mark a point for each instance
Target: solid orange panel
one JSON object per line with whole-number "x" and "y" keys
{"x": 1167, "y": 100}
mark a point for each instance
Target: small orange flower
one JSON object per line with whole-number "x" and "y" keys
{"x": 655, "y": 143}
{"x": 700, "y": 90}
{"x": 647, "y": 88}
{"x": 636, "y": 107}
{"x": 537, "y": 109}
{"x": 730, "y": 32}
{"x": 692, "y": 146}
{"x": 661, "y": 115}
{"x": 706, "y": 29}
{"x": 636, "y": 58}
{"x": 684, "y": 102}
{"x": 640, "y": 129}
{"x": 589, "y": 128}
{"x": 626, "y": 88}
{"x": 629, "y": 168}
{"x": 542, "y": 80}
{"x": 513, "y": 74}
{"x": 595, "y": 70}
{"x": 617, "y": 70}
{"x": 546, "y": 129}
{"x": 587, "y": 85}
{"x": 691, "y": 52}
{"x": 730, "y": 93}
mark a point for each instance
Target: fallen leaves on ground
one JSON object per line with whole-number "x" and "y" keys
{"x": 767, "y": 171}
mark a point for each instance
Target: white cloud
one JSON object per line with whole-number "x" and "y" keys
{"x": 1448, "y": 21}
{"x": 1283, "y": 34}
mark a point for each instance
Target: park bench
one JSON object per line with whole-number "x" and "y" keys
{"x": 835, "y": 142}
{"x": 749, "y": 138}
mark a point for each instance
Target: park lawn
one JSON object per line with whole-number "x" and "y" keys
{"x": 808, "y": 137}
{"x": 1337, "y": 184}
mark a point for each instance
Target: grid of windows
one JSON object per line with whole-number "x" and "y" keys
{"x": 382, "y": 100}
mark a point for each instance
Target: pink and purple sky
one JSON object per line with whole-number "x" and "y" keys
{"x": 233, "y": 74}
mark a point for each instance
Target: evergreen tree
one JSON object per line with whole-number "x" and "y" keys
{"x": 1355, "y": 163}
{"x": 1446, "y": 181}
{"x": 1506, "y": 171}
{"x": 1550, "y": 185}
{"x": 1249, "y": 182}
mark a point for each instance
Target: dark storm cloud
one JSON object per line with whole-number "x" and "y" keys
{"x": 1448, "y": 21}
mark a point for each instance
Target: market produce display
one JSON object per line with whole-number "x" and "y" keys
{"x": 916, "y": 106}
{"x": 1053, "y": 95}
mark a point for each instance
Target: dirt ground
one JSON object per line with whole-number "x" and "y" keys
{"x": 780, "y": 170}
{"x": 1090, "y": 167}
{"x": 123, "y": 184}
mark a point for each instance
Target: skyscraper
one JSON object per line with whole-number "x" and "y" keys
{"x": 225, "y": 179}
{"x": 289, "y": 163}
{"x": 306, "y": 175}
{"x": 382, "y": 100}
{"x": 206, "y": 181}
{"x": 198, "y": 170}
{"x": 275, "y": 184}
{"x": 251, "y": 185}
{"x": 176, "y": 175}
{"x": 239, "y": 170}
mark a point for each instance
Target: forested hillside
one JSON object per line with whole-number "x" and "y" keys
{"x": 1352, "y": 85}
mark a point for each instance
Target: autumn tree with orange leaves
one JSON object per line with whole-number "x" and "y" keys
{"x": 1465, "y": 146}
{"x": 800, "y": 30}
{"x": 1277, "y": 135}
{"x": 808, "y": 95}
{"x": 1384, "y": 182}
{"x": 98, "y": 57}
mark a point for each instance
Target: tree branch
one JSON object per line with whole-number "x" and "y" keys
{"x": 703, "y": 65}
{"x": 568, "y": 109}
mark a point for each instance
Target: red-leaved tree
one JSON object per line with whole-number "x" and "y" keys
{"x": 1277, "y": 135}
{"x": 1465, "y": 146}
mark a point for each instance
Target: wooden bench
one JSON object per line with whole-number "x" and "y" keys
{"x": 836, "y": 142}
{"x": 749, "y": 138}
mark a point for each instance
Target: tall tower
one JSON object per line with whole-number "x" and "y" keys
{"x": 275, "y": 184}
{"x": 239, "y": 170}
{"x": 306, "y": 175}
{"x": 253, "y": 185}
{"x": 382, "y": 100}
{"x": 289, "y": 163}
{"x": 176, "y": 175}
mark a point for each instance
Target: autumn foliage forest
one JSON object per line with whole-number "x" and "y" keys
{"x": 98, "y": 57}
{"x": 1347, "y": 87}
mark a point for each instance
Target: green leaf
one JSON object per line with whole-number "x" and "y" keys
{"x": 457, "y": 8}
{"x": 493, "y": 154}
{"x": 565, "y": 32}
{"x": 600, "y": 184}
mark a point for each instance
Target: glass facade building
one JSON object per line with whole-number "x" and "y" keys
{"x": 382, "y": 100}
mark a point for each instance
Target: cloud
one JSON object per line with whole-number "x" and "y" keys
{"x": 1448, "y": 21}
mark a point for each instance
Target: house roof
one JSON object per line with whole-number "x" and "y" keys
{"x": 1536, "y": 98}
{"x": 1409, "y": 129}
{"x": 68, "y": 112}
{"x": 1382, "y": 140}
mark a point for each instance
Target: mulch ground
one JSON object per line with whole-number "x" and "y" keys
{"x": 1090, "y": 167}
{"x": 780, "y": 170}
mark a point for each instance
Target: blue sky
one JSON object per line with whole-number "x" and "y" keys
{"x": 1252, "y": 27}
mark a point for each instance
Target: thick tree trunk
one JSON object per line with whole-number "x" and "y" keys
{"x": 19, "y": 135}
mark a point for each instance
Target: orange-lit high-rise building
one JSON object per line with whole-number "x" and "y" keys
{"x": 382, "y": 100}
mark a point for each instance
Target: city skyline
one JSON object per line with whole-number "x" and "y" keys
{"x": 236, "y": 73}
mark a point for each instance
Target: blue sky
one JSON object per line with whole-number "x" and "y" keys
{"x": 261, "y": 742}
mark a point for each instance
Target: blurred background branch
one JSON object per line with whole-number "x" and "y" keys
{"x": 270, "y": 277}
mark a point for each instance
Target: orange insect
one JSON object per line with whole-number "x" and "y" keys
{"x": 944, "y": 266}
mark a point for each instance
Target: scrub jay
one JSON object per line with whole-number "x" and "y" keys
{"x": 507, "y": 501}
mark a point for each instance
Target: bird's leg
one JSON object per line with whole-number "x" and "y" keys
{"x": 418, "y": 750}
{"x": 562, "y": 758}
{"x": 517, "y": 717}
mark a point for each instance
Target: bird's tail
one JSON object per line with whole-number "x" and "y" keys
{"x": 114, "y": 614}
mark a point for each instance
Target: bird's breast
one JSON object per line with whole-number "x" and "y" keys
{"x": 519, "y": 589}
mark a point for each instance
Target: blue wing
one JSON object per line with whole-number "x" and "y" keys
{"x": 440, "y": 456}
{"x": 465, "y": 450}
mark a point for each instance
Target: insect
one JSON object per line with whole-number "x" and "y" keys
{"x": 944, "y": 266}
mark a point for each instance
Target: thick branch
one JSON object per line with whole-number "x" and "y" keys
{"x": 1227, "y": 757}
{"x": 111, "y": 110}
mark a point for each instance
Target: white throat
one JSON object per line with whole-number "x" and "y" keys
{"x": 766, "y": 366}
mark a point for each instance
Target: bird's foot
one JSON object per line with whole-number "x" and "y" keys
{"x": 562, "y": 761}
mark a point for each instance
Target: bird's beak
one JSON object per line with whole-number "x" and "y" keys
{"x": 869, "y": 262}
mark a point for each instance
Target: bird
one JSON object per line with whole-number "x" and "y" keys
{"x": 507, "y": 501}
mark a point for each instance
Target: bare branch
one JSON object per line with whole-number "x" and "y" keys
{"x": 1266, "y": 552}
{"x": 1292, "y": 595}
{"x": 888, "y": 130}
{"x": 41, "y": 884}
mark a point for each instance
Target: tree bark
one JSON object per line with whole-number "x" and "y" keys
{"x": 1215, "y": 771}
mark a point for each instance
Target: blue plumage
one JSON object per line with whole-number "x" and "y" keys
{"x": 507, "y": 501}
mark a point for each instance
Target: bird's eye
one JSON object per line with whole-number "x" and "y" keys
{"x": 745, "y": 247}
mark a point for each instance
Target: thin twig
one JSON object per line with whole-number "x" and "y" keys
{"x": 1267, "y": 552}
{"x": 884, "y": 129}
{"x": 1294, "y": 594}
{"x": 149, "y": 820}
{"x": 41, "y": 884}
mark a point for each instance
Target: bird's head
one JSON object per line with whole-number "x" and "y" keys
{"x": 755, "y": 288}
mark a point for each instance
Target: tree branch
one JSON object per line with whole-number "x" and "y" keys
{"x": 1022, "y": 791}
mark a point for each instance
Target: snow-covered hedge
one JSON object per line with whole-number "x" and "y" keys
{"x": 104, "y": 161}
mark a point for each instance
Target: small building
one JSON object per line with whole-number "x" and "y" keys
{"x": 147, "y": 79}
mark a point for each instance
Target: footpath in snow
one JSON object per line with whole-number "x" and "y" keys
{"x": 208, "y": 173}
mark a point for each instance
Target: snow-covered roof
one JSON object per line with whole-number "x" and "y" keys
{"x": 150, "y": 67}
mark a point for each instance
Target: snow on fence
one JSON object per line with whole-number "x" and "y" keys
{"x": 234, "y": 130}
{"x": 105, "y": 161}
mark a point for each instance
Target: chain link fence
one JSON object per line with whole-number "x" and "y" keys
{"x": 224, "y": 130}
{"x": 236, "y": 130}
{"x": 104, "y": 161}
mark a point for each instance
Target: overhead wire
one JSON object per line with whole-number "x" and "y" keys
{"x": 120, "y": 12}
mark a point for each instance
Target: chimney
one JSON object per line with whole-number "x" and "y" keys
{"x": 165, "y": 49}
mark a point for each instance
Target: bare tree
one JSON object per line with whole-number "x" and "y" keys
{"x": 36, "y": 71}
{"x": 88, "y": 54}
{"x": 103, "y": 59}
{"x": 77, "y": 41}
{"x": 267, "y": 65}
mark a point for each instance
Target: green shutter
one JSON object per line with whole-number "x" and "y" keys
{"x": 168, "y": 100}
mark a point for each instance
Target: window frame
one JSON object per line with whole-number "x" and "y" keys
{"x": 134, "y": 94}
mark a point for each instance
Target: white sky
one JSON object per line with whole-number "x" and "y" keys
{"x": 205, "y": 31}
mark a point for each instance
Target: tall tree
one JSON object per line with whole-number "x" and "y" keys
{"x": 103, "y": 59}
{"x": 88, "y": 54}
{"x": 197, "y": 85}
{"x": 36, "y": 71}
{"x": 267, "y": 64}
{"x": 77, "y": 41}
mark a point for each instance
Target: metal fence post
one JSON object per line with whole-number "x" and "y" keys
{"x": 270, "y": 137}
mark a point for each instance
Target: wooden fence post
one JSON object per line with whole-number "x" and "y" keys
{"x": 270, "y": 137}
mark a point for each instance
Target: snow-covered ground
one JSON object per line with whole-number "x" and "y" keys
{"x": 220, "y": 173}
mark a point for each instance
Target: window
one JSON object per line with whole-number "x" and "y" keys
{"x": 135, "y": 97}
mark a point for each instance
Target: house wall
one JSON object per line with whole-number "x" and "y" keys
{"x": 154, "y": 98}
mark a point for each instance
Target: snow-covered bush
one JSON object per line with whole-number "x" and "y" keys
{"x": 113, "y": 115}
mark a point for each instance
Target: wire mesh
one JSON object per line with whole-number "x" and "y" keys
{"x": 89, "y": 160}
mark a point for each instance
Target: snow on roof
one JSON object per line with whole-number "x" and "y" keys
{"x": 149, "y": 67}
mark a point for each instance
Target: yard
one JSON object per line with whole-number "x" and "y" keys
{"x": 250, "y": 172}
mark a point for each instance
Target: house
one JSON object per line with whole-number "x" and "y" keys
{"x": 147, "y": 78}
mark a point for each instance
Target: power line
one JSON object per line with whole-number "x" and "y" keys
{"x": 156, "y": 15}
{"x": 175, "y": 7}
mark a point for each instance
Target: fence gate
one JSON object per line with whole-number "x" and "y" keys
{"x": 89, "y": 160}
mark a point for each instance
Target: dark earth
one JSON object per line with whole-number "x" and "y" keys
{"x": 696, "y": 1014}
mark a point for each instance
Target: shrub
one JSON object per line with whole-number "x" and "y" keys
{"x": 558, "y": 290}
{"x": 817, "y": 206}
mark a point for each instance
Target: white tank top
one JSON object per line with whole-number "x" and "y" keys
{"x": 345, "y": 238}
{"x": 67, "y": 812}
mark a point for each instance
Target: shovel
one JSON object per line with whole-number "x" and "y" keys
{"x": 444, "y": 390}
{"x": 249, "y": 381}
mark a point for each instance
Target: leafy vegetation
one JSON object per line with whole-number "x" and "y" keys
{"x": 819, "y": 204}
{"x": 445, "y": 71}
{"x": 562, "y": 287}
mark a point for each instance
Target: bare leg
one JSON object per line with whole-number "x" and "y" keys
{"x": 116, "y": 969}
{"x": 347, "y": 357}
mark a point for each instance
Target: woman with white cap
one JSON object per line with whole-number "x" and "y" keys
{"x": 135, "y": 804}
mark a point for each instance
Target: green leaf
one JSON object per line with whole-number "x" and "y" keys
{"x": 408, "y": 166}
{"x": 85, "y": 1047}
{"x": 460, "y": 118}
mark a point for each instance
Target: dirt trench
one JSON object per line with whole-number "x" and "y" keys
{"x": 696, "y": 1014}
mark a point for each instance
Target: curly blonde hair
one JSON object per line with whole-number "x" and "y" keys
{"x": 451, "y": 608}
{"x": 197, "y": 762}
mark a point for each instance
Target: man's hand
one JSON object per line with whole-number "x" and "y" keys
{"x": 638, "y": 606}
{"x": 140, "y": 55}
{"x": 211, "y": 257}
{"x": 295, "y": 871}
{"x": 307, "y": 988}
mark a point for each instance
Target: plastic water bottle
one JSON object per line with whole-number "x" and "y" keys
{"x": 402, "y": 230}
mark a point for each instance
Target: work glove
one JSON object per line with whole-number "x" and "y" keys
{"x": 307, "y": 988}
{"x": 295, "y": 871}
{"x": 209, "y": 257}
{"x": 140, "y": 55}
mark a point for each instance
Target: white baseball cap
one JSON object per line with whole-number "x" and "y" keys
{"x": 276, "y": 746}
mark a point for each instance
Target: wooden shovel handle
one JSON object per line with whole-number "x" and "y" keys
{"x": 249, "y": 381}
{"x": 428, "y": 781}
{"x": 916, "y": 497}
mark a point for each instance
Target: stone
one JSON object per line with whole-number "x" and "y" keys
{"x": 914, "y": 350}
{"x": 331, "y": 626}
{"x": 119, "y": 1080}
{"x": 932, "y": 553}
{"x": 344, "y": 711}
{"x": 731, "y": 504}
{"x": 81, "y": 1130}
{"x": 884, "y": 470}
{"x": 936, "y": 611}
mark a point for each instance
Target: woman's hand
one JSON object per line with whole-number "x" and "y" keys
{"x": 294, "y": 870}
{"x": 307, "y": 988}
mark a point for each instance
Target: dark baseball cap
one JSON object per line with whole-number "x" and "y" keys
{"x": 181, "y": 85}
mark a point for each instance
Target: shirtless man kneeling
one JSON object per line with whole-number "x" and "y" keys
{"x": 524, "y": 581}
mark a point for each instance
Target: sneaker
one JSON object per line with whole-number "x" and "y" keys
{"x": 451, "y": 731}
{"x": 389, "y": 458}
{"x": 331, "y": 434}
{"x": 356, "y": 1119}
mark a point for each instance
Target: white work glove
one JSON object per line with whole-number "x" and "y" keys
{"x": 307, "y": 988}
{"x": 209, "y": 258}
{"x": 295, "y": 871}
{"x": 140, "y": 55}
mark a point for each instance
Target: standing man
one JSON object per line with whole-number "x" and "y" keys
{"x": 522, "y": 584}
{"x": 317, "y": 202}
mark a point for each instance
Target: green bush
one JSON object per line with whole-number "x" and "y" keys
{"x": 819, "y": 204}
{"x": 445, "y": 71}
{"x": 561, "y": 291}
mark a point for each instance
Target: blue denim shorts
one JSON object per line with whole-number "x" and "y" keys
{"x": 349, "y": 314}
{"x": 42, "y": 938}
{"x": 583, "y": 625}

********************

*Compito assegnato*: Raccogli tutte le righe dei dati in cui compare la parola “small”.

*Risposta scritta*:
Target: small orange flower
Target: small building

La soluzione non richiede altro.